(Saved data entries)
"""
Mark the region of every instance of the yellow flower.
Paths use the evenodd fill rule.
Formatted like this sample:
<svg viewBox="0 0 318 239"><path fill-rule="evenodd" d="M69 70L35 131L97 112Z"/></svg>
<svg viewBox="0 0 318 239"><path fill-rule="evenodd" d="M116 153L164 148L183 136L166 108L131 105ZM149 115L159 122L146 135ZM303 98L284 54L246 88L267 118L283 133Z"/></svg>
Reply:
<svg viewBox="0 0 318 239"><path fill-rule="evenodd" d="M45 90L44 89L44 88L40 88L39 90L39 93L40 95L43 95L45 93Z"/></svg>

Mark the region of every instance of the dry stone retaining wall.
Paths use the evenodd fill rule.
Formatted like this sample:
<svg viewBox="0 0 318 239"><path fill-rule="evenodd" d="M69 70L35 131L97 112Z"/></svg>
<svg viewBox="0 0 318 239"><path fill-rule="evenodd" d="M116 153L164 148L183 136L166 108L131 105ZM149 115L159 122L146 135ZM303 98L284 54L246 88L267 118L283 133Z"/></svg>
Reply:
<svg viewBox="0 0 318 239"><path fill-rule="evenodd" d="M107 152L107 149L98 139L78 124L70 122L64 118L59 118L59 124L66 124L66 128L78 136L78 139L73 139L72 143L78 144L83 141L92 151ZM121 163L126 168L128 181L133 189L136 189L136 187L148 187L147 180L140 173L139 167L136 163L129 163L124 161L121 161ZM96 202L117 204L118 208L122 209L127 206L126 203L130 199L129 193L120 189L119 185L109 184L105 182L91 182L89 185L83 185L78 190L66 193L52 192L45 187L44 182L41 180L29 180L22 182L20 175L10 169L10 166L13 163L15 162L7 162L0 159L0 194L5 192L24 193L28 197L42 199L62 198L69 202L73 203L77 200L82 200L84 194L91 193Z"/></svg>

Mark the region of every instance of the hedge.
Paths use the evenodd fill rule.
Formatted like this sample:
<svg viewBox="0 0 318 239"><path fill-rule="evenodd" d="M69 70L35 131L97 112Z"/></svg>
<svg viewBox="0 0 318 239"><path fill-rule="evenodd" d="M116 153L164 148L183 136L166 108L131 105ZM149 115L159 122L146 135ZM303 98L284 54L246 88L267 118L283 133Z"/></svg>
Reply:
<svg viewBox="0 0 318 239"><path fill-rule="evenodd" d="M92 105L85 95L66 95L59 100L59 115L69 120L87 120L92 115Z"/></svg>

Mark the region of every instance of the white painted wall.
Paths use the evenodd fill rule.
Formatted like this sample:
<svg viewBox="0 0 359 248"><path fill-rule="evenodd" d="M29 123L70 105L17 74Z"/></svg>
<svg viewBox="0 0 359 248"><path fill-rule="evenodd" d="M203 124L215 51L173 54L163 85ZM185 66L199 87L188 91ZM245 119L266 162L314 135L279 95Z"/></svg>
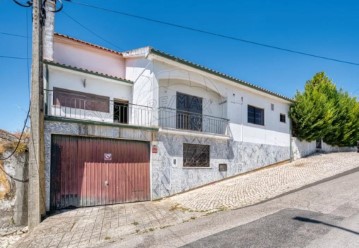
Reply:
<svg viewBox="0 0 359 248"><path fill-rule="evenodd" d="M150 119L151 126L158 126L158 82L153 75L152 61L144 58L126 59L126 79L134 82L132 103L153 109ZM133 115L138 118L138 115Z"/></svg>
<svg viewBox="0 0 359 248"><path fill-rule="evenodd" d="M96 94L107 96L110 101L115 99L125 100L132 102L132 85L116 80L105 79L73 70L63 69L56 66L48 66L49 68L49 81L45 84L48 85L48 90L52 91L54 87L69 89L84 93ZM83 80L86 79L84 86ZM110 113L87 111L82 109L73 108L59 108L52 106L52 92L50 92L48 103L49 114L55 116L69 115L71 118L87 119L94 121L113 122L113 105L110 104ZM112 102L111 102L112 103ZM133 123L130 119L130 124Z"/></svg>
<svg viewBox="0 0 359 248"><path fill-rule="evenodd" d="M55 36L53 56L61 64L125 78L124 58L100 48Z"/></svg>
<svg viewBox="0 0 359 248"><path fill-rule="evenodd" d="M154 65L156 77L160 82L160 106L165 104L174 107L175 91L213 99L213 106L217 107L211 109L211 113L230 120L229 134L233 140L290 146L289 103L287 101L182 65L176 66L158 61L155 61ZM165 92L166 89L168 89L167 92ZM223 104L219 106L219 103ZM274 104L273 111L271 104ZM248 123L248 105L264 109L264 126ZM286 123L280 122L280 114L286 115Z"/></svg>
"""
> _Task statement_
Turn every line of the rows above into a numbered list, skipping the blank lines. Leave the pictures out of your answer.

> _Correct output_
1. Mark the region of every instance of the yellow flower.
2. Paths use the evenodd fill rule.
3. Formatted like this sample:
4. <svg viewBox="0 0 318 239"><path fill-rule="evenodd" d="M69 70L35 131L97 112Z"/></svg>
5. <svg viewBox="0 0 318 239"><path fill-rule="evenodd" d="M116 153L164 148L183 136L166 108L131 105ZM149 115L159 122L146 135ZM303 98L284 54L246 88L267 118L283 133Z"/></svg>
6. Reply:
7. <svg viewBox="0 0 318 239"><path fill-rule="evenodd" d="M45 90L44 89L44 88L40 88L39 90L39 93L40 95L43 95L45 93Z"/></svg>
8. Mark the region of every instance of the dry stone retaining wall.
9. Paths use the evenodd fill rule.
10. Formatted like this sample:
11. <svg viewBox="0 0 318 239"><path fill-rule="evenodd" d="M69 70L35 131L97 112Z"/></svg>
12. <svg viewBox="0 0 318 239"><path fill-rule="evenodd" d="M116 153L164 148L183 136L166 108L131 105ZM149 115L159 122L146 135ZM303 98L284 54L246 88L267 118L283 133Z"/></svg>
13. Reply:
14. <svg viewBox="0 0 318 239"><path fill-rule="evenodd" d="M107 152L107 149L98 139L78 124L70 122L64 118L59 118L59 124L66 124L66 128L78 136L78 139L73 139L72 143L78 144L83 141L92 151ZM121 163L126 168L128 181L133 189L136 189L136 187L148 187L147 180L140 173L139 167L136 163L129 163L124 161L121 161ZM96 202L117 204L118 208L122 209L127 206L126 203L130 199L129 193L120 189L119 185L109 184L105 182L91 182L89 185L83 185L78 190L66 193L52 192L45 187L44 182L41 180L29 180L22 182L20 175L10 169L10 166L13 163L15 162L7 162L0 159L0 194L5 192L24 193L28 197L42 199L62 198L69 202L73 203L77 200L82 200L84 194L91 193Z"/></svg>
15. Mark the region of every instance of the hedge.
16. Paths use the evenodd fill rule.
17. Formatted like this sample:
18. <svg viewBox="0 0 318 239"><path fill-rule="evenodd" d="M69 70L35 131L97 112Z"/></svg>
19. <svg viewBox="0 0 318 239"><path fill-rule="evenodd" d="M116 153L164 148L183 136L166 108L131 105ZM149 115L159 122L146 135ZM303 98L284 54L246 88L267 118L283 133Z"/></svg>
20. Reply:
21. <svg viewBox="0 0 318 239"><path fill-rule="evenodd" d="M92 105L85 95L66 95L59 100L59 115L69 120L87 120L92 115Z"/></svg>
22. Mark the region of every instance of the white painted wall.
23. Paths use the evenodd fill rule.
24. Formatted like this sample:
25. <svg viewBox="0 0 359 248"><path fill-rule="evenodd" d="M29 123L70 105L17 74Z"/></svg>
26. <svg viewBox="0 0 359 248"><path fill-rule="evenodd" d="M203 124L215 51L173 54L163 85ZM185 66L199 87L188 91ZM245 119L266 162L314 135L279 95Z"/></svg>
27. Reply:
28. <svg viewBox="0 0 359 248"><path fill-rule="evenodd" d="M150 119L151 126L158 126L158 82L153 75L152 61L144 58L126 59L126 79L134 82L132 103L153 109ZM133 115L138 118L138 115Z"/></svg>
29. <svg viewBox="0 0 359 248"><path fill-rule="evenodd" d="M96 94L107 96L110 101L115 99L125 100L132 102L132 85L116 80L105 79L73 70L63 69L56 66L48 66L49 68L49 81L45 84L48 85L48 90L52 91L54 87L69 89L84 93ZM83 80L86 79L84 86ZM110 113L87 111L82 109L73 108L59 108L52 106L52 92L50 92L48 103L49 114L55 116L69 115L71 118L87 119L94 121L113 122L113 105L110 104ZM112 102L111 102L112 103ZM133 123L130 119L130 124Z"/></svg>
30. <svg viewBox="0 0 359 248"><path fill-rule="evenodd" d="M55 36L53 56L61 64L125 78L124 58L100 48Z"/></svg>
31. <svg viewBox="0 0 359 248"><path fill-rule="evenodd" d="M154 65L156 77L160 82L160 106L165 104L174 107L175 91L213 99L213 106L217 107L211 109L211 113L230 120L229 134L233 140L290 146L289 103L287 101L182 65L176 66L158 61L155 61ZM165 92L166 89L168 89L167 92ZM223 104L219 106L219 103ZM274 104L273 111L271 104ZM248 123L248 105L264 109L264 126ZM286 123L280 122L280 114L286 115Z"/></svg>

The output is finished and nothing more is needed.